§ **WHAT THE TASK ASKS**: Copy every line of the material below verbatim, from the first line to the last.

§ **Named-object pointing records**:
◆ ◆ ◆ ◆ ◆ ◆ ◆

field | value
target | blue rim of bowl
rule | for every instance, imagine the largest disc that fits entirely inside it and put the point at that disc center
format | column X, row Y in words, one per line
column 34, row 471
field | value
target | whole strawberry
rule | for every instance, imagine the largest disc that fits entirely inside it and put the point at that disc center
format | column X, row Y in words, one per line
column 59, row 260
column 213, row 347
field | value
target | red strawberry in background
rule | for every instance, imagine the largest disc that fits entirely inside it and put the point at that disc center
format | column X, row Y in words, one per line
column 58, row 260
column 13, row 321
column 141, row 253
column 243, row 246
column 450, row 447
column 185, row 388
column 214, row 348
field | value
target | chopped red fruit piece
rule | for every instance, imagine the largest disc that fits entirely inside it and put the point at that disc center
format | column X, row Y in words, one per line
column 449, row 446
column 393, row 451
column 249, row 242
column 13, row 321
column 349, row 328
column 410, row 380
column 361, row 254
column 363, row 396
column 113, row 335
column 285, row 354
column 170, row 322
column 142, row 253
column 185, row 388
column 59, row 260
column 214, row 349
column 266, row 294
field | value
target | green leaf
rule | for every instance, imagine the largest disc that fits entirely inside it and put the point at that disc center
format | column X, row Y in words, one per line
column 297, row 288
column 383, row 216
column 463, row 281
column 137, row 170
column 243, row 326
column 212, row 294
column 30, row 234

◆ ◆ ◆ ◆ ◆ ◆ ◆

§ **ANSWER FOR THE TASK**:
field | value
target | blue rim of bowl
rule | for every instance, imagine the largest disc that fits entirely inside it and put the point at that disc center
format | column X, row Y in words, one per line
column 34, row 471
field | value
target | whole strawberry
rule | for every instance, imagine the largest disc that fits entirely inside it and put the point at that disc center
format | column X, row Y in words, one per line
column 59, row 260
column 213, row 347
field | value
target | red strawberry in background
rule | for every instance, imagine the largest disc that fits entirely inside it and put the point at that disc center
format | column X, row Y in words, one per line
column 58, row 260
column 13, row 321
column 141, row 253
column 243, row 246
column 450, row 447
column 185, row 388
column 214, row 348
field | value
target | chopped red fruit piece
rule | for every instance, imagine the largest disc that fits entirely inside it and put the point at that disc center
format | column X, row Y in words, one per line
column 449, row 446
column 393, row 451
column 249, row 242
column 13, row 321
column 349, row 328
column 410, row 380
column 361, row 254
column 363, row 396
column 113, row 335
column 285, row 354
column 170, row 322
column 142, row 253
column 185, row 388
column 59, row 260
column 214, row 349
column 266, row 294
field | value
target | green leaf
rule | for every instance, imagine the largest disc that fits entirely inside it and put the point at that disc center
format | column X, row Y in words, one per line
column 297, row 288
column 383, row 216
column 463, row 281
column 137, row 170
column 243, row 326
column 212, row 294
column 30, row 234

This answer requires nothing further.